● **Document**:
Re: proposal / discuss: multiple Serializers within a SparkContext?

Posted by Reynold Xin <rx...@databricks.com>.
Technically you can already do custom serializer for each shuffle operation
(it is part of the ShuffledRDD). I've seen Matei suggesting on jira issues
(or github) in the past a "storage policy" in which you can specify how
data should be stored. I think that would be a great API to have in the
long run. Designing it won't be trivial though.


On Fri, Nov 7, 2014 at 1:05 AM, Sandy Ryza <sa...@cloudera.com> wrote:

> Hey all,
>
> Was messing around with Spark and Google FlatBuffers for fun, and it got me
> thinking about Spark and serialization.  I know there's been work / talk
> about in-memory columnar formats Spark SQL, so maybe there are ways to
> provide this flexibility already that I've missed?  Either way, my
> thoughts:
>
> Java and Kryo serialization are really nice in that they require almost no
> extra work on the part of the user.  They can also represent complex object
> graphs with cycles etc.
>
> There are situations where other serialization frameworks are more
> efficient:
> * A Hadoop Writable style format that delineates key-value boundaries and
> allows for raw comparisons can greatly speed up some shuffle operations by
> entirely avoiding deserialization until the object hits user code.

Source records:
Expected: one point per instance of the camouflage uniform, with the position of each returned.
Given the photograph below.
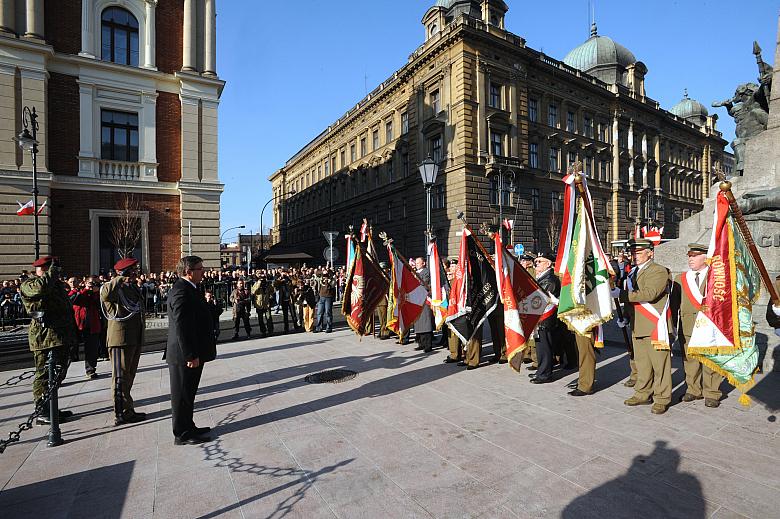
(57, 331)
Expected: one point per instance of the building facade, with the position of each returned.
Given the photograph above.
(504, 122)
(126, 93)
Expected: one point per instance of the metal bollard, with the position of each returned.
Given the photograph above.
(55, 435)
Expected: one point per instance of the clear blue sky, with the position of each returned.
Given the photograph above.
(293, 68)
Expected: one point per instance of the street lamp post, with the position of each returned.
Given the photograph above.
(428, 171)
(292, 192)
(29, 142)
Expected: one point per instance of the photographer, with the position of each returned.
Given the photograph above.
(241, 302)
(52, 328)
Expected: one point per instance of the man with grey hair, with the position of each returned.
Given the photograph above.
(190, 344)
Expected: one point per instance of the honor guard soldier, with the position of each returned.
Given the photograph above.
(123, 306)
(52, 325)
(646, 295)
(687, 294)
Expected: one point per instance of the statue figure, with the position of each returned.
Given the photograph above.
(761, 205)
(750, 109)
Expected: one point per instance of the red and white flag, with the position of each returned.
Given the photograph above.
(28, 209)
(524, 302)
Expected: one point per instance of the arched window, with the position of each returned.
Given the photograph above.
(119, 36)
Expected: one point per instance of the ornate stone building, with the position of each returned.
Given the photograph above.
(503, 121)
(126, 93)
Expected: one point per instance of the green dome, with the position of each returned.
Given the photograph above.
(689, 108)
(599, 51)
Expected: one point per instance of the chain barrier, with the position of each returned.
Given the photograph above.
(40, 407)
(18, 378)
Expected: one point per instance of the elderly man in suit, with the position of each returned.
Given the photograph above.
(646, 294)
(190, 345)
(687, 294)
(123, 306)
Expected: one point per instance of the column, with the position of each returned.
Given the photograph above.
(150, 34)
(189, 55)
(87, 31)
(631, 154)
(210, 40)
(7, 17)
(616, 178)
(657, 145)
(34, 19)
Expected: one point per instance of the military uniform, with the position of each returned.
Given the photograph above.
(687, 293)
(648, 284)
(123, 304)
(55, 331)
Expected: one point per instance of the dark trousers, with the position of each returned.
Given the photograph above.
(243, 316)
(91, 345)
(544, 347)
(184, 386)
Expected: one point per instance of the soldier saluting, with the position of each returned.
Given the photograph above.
(53, 326)
(123, 306)
(687, 294)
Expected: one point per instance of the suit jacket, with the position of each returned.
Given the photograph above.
(190, 328)
(131, 331)
(651, 287)
(683, 310)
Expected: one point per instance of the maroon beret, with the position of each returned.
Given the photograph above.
(44, 261)
(125, 263)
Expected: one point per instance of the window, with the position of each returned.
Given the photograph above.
(553, 159)
(495, 96)
(119, 36)
(434, 149)
(119, 136)
(435, 102)
(438, 197)
(588, 124)
(552, 115)
(496, 144)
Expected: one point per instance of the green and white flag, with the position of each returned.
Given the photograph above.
(585, 301)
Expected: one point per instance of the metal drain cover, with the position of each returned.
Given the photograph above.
(332, 376)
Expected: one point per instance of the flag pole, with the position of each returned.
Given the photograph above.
(618, 309)
(725, 186)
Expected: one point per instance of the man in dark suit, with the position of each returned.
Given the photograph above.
(190, 344)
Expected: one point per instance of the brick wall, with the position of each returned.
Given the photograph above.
(170, 20)
(70, 227)
(62, 22)
(168, 137)
(63, 124)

● **Exercises**:
- 1) Reproduce the Spark serialization thread in full, word for word.
- 2) Convert the part of the listing from the line containing "Expected: one point per instance of the man in" through the end of the listing into a two-column CSV with columns request and points. Give one row per request, with each value in a single quoted field and line breaks replaced by spaces.
The Spark serialization thread and the listing were taken from unrelated sources.

● **Answers to the exercises**:
- 1)
Re: proposal / discuss: multiple Serializers within a SparkContext?

Posted by Reynold Xin <rx...@databricks.com>.
Technically you can already do custom serializer for each shuffle operation
(it is part of the ShuffledRDD). I've seen Matei suggesting on jira issues
(or github) in the past a "storage policy" in which you can specify how
data should be stored. I think that would be a great API to have in the
long run. Designing it won't be trivial though.


On Fri, Nov 7, 2014 at 1:05 AM, Sandy Ryza <sa...@cloudera.com> wrote:

> Hey all,
>
> Was messing around with Spark and Google FlatBuffers for fun, and it got me
> thinking about Spark and serialization.  I know there's been work / talk
> about in-memory columnar formats Spark SQL, so maybe there are ways to
> provide this flexibility already that I've missed?  Either way, my
> thoughts:
>
> Java and Kryo serialization are really nice in that they require almost no
> extra work on the part of the user.  They can also represent complex object
> graphs with cycles etc.
>
> There are situations where other serialization frameworks are more
> efficient:
> * A Hadoop Writable style format that delineates key-value boundaries and
> allows for raw comparisons can greatly speed up some shuffle operations by
> entirely avoiding deserialization until the object hits user code.

- 2)
request,points
"Expected: one point per instance of the man in dark suit, with the position of each returned. Given the photograph above.","(190, 344)"
"Expected: one point per instance of the brick wall, with the position of each returned. Given the photograph above.","(170, 20) (70, 227) (62, 22) (168, 137) (63, 124)"